● DATA SHOWN:
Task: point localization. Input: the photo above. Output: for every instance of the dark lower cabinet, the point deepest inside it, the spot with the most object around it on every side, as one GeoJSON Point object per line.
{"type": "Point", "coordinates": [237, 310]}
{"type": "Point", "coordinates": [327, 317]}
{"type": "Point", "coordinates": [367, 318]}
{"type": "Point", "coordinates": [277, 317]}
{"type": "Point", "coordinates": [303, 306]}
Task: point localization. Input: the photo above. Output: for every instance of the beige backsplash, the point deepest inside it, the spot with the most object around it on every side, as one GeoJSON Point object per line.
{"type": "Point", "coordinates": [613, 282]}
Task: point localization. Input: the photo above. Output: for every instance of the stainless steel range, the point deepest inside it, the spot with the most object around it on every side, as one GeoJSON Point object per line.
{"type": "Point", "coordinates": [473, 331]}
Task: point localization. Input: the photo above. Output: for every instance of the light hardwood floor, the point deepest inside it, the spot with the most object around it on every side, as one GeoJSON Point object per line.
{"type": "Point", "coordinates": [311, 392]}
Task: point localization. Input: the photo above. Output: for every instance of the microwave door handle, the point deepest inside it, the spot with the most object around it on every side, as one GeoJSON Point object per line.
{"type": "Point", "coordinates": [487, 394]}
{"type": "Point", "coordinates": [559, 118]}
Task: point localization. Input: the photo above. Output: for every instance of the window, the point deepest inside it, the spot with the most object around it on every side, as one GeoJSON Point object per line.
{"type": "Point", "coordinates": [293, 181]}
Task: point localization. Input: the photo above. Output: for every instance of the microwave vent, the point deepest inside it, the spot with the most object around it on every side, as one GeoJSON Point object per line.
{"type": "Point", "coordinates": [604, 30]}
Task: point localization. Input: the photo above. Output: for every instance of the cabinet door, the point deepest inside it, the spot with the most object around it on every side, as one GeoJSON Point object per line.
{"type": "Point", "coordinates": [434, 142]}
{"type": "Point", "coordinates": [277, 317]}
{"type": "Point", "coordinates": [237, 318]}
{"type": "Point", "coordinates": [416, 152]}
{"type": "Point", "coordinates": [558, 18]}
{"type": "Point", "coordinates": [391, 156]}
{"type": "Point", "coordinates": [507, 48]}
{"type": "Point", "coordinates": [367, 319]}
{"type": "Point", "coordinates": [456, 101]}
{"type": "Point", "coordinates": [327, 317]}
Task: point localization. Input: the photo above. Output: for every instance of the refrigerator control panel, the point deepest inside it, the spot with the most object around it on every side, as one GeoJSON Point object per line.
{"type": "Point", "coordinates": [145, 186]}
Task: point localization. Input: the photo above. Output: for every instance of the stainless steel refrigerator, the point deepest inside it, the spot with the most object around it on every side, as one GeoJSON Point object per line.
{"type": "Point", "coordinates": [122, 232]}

● EXERCISE DETAILS: Copy every entry above, word for word and in the same order.

● ANSWER:
Task: point localization. Input: the photo above. Output: for every instance of the dark lower cabinet, the point deepest inside it, the spot with the most object around it on every side, as one GeoJSON Point object per line.
{"type": "Point", "coordinates": [237, 310]}
{"type": "Point", "coordinates": [327, 317]}
{"type": "Point", "coordinates": [367, 318]}
{"type": "Point", "coordinates": [277, 317]}
{"type": "Point", "coordinates": [303, 306]}
Task: point localization. Input: the photo above. Output: for every instance of the beige backsplash, the point deepest inside it, the spot with the most object around it on every side, as one GeoJSON Point object per line.
{"type": "Point", "coordinates": [613, 282]}
Task: point localization. Input: the photo above. Output: for every instance of the stainless steel range, the point deepest inside it, the spot with the most object around it on every side, as one GeoJSON Point object per line.
{"type": "Point", "coordinates": [473, 331]}
Task: point localization. Input: the photo above. Output: for every instance of the light hardwood floor, the point deepest inside it, the spot with the most object around it on every side, as one GeoJSON Point object per line.
{"type": "Point", "coordinates": [311, 392]}
Task: point localization. Input: the photo above. Output: for every instance of the microwave door handle, the point deepest inside it, the spot with the most object around it on every side, as one GeoJSON Point object per line.
{"type": "Point", "coordinates": [487, 394]}
{"type": "Point", "coordinates": [559, 118]}
Task: point localization. Input: the photo above. Output: for every instance of the window, the point deepest inside it, the spot with the most object around it on every side, as one GeoJSON Point object per line.
{"type": "Point", "coordinates": [293, 181]}
Task: point localization. Input: the photo above. Output: for every instance of the microwave vent, the point deepest inside it, the spot with the most object around it on every side, as one GeoJSON Point object per line.
{"type": "Point", "coordinates": [604, 30]}
Task: point localization. Input: the photo above. Output: for every instance of the cabinet door, the point deepest inside it, the spot with the most object around it on every side, as one GeoJSON Point object per line.
{"type": "Point", "coordinates": [434, 142]}
{"type": "Point", "coordinates": [277, 317]}
{"type": "Point", "coordinates": [237, 318]}
{"type": "Point", "coordinates": [416, 152]}
{"type": "Point", "coordinates": [558, 18]}
{"type": "Point", "coordinates": [391, 156]}
{"type": "Point", "coordinates": [507, 48]}
{"type": "Point", "coordinates": [367, 319]}
{"type": "Point", "coordinates": [456, 101]}
{"type": "Point", "coordinates": [327, 317]}
Task: point localization. Input: the photo above. Output: for every instance of the refrigerator control panel, the point deepest inside it, the spot with the most object around it on every side, as one GeoJSON Point object per line.
{"type": "Point", "coordinates": [145, 186]}
Task: point localization. Input: the photo above. Output: for every instance of the stainless steel refrigerator, the point deepest inside it, the spot with the most object around it on every side, as one GeoJSON Point object per line.
{"type": "Point", "coordinates": [122, 232]}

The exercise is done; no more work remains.